#### [STATED TASK]
State how many lines in the rows below contain the word "bridge", and reply with only that number.

#### [GIVEN RECORDS]
####

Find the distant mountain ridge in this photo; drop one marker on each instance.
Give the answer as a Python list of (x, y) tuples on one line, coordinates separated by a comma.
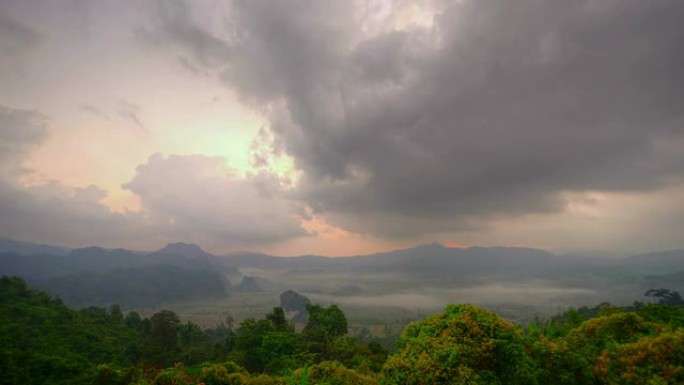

####

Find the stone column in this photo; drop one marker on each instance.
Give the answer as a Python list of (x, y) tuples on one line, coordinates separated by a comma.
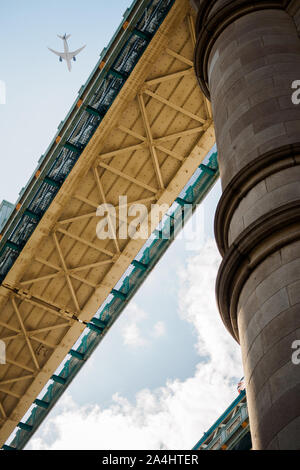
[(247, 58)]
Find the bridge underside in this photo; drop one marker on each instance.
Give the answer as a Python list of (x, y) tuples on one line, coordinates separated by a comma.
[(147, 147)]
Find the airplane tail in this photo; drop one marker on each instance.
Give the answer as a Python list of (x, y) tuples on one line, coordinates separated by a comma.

####

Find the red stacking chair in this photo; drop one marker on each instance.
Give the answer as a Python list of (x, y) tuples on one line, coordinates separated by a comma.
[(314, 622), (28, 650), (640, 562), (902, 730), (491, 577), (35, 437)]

####

#### [WORKED SOLUTION]
1